## Задания:
(1) Кого в отрывке о критике Ибрагимова называют «ортодоксальным» представителем романтизма в татарской поэзии?
(2) Допишите следующую часть отрывка о критике Ибрагимова в адрес Тукая, начав сразу после его последнего предложения.

Ибрагимов берет «шаблон» романтизма и прикладывает его к творчеству трех поэтов. С. Рамиев — «ортодоксальный» представитель романтизма в татарской поэзии, в его стихотворениях можно найти все те качества, которые хочет видеть наш критик. Следовательно, перед нами настоящий поэт. Подходит!

Тот же «шаблон» кладется на творчество Дердмэнда. Ему тоже присуще большинство упомянутых качеств. Вдобавок стихи у него тонкие, изящные, изысканные. Снова подходит!

Очередь за Тукаем. И так пробует наш критик и эдак. Нет, не влезает, не накладывается, и там выпирает, и тут. Вместо пламенных чувств и переживаний у Тукая — мораль и увещевания (Ибрагимов приводит примеры в основном из начального периода творчества Тукая). В них не найдешь красивых описаний природы. А начнет говорить о любви, встречаются отдельные удачные строки, но самой любви-то и нет. Вроде начинает серьезно, а потом все сводит к шутке.

Это бы еще полбеды. Тукаю, по мнению критика, присущи куда большие недостатки. Истинный поэт должен, по Белинскому, открывать читателю новый мир чувств и мыслей, пересоздавать жизнь по своему идеалу. А Тукай? «Что думает народ в данный период, что он чувствует, о чем пописывает, то же самое думает и чувствует Тукай. Свои впечатления, свои мысли и чувства народ может найти у Тукаева. А это с точки зрения поэтических способностей и сил не столь уж похвально». Можно ли найти лучшую цитату, чтобы обвинить Ибрагимова в приверженности к «чистому искусству»?!

## Представленные материалы:

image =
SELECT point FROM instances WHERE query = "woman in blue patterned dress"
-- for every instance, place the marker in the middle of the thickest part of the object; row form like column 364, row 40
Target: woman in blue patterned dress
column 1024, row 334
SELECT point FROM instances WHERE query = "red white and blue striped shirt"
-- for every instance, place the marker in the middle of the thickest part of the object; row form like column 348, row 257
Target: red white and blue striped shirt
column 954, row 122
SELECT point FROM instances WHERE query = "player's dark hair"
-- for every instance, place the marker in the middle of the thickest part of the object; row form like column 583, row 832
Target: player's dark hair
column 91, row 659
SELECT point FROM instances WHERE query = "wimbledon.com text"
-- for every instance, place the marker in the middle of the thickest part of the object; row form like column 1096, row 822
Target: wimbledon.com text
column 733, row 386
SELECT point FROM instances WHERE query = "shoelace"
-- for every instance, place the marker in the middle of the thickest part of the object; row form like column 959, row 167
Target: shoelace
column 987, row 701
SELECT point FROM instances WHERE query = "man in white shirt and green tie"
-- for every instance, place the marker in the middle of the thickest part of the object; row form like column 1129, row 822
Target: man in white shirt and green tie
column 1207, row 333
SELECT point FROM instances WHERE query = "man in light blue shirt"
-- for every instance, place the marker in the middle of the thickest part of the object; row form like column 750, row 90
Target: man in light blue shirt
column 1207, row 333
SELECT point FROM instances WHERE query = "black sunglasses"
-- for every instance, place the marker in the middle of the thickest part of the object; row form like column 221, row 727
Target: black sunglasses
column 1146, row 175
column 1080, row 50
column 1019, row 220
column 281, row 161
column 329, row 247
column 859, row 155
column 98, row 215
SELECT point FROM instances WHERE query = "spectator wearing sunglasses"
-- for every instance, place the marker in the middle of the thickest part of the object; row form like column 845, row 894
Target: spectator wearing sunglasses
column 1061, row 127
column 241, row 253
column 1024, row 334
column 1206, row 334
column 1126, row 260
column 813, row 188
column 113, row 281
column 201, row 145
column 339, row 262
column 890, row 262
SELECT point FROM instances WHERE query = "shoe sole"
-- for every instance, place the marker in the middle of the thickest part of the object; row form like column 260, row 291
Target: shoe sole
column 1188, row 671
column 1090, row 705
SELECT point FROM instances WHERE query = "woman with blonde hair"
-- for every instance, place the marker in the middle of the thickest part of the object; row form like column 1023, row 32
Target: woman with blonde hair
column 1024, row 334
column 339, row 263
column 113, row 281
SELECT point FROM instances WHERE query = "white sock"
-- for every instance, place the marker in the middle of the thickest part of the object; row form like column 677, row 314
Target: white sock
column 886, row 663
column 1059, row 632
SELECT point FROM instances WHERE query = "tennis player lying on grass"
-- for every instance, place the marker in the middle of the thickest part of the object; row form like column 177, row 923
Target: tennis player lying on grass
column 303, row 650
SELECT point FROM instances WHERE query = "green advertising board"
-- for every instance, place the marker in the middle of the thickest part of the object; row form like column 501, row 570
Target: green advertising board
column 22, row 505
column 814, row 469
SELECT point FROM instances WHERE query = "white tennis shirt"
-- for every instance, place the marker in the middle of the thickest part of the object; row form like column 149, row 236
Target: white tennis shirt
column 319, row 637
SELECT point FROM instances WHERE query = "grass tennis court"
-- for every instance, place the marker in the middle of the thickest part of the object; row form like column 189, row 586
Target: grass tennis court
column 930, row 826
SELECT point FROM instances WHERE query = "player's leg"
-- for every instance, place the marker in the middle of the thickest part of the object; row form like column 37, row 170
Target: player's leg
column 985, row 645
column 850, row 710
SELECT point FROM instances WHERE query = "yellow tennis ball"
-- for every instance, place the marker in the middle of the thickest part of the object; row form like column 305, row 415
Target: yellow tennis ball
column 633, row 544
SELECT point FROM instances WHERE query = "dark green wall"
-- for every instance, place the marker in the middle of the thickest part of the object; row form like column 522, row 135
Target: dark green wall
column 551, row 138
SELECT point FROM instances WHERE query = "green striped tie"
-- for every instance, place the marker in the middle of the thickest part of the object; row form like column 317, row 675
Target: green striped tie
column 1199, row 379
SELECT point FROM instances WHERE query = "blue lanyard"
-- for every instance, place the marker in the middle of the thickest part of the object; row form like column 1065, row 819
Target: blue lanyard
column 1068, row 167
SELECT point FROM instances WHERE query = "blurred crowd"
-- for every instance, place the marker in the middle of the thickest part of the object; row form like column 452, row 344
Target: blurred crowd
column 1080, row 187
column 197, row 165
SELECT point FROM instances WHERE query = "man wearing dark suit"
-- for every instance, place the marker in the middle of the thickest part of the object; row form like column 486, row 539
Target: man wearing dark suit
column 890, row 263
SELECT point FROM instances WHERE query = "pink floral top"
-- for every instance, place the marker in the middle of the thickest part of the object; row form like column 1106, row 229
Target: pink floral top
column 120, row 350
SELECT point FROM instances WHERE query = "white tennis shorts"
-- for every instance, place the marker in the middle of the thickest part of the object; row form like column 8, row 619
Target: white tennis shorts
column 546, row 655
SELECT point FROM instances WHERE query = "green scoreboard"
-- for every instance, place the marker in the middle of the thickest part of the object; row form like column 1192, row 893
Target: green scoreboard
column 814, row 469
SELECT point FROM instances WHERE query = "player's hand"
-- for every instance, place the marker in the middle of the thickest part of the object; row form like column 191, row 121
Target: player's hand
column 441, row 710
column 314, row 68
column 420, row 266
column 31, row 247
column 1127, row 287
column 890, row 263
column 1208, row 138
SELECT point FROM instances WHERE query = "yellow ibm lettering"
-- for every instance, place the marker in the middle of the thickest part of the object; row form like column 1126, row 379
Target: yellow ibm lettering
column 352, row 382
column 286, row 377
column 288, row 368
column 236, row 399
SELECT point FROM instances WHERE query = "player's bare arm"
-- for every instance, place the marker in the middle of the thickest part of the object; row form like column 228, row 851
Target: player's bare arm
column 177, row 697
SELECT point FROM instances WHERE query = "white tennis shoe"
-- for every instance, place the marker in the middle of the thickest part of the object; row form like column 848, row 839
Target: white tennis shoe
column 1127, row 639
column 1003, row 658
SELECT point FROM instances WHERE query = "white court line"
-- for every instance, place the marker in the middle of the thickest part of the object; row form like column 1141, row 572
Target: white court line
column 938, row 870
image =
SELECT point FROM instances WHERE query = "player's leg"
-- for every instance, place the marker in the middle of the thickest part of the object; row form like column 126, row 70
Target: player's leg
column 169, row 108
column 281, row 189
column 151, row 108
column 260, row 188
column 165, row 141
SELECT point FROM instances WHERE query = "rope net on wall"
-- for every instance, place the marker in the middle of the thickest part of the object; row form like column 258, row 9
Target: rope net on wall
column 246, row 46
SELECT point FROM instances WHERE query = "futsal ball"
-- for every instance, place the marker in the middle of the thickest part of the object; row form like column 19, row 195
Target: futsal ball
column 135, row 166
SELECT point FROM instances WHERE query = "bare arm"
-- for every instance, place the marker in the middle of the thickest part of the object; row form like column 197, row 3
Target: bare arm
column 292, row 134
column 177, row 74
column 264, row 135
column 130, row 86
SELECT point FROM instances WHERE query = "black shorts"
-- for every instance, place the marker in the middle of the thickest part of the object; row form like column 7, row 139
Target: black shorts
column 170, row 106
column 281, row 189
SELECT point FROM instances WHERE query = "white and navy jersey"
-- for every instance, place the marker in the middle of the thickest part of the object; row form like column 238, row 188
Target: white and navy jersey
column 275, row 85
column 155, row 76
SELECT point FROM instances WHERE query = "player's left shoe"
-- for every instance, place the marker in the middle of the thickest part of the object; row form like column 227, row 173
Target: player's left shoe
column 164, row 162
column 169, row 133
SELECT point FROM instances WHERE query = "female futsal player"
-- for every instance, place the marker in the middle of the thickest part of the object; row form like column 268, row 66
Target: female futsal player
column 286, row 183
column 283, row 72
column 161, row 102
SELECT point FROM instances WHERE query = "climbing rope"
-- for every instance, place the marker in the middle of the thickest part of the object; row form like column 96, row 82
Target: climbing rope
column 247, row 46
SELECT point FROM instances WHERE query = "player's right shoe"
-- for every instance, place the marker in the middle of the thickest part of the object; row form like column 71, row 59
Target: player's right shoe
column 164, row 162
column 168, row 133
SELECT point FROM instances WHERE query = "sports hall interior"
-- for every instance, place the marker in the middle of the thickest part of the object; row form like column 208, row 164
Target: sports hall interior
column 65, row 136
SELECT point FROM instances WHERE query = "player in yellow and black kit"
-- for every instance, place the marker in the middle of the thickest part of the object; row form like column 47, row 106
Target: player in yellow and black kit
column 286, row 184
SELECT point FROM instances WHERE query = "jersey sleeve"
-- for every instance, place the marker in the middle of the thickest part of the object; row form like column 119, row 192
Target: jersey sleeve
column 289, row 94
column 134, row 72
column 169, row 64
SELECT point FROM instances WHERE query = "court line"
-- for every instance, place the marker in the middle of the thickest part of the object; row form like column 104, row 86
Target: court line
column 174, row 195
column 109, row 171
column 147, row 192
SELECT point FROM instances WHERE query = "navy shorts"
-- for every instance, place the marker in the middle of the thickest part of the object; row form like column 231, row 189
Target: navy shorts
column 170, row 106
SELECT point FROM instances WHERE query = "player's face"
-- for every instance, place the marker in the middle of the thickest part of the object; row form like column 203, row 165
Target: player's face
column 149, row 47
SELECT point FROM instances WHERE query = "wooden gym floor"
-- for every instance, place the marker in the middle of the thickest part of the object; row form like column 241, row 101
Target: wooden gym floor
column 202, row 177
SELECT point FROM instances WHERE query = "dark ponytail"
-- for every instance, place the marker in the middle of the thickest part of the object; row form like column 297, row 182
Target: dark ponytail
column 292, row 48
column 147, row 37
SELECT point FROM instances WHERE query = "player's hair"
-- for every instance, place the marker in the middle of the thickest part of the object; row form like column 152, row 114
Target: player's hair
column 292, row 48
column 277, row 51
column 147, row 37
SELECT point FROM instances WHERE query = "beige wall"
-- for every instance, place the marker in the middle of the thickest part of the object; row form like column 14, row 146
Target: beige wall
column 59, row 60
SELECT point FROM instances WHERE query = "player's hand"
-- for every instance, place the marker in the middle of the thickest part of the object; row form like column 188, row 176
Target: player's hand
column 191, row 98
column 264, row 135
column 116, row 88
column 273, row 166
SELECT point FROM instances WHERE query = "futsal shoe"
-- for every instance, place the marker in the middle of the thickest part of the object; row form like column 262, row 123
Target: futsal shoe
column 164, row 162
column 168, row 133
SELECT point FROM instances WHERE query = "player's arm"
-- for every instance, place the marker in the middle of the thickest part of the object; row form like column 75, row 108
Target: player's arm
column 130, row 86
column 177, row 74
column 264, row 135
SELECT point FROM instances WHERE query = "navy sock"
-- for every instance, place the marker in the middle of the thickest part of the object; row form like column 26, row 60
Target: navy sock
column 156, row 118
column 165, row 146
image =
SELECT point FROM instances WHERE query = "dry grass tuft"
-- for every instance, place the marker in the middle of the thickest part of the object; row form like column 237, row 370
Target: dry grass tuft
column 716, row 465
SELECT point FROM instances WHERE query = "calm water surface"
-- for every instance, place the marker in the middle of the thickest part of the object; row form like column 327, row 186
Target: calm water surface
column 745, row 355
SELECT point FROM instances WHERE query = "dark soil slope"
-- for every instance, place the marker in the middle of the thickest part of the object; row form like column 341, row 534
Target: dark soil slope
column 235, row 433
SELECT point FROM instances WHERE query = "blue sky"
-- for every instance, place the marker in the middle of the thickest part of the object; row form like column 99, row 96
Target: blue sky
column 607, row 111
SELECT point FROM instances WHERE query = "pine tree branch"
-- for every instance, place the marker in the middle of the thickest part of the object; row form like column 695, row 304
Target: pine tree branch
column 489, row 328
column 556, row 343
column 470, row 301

## Ответы на задания:
(1) С. Рамиева.

(2)
Справедливости ради надо, однако, сказать: Ибрагимов в своем творчестве отнюдь пе был сторонником «искусства для искусства». Употребив слово «народ», он явно имел в виду не трудящихся, а «пишущую братию» («...о чем пописывает»), мнение которой якобы довлело над Тукаем. Все дело в том, что Ибрагимов, как было сказано, подходил к поэзии с меркой романтизма.

Тукай, сумевший разглядеть поэзию в валенках, онучах и лаптях, воспевавший картофель, действительно был реалистом, хотя стал им не сразу. В последний период его реализм впитал в себя и некоторые положительные качества романтизма, поднялся на новую, более высокую ступень. Нельзя не согласиться со следующими словами из рецензии Дж. Валиди на книгу «Татарские поэты»: «Тукаев творил свои стихи не для Аполлона и его поклонников на земле. Он творил вместе с народом, для народа и из сердца народного... Поэтому он никогда не сможет стать идолом для нескольких десятков приверженцев искусства для искусства. Он будет светить народным массам, насчитывающим тысячи, сотни тысяч людей».

Как отвечал Ибрагимову Тукай?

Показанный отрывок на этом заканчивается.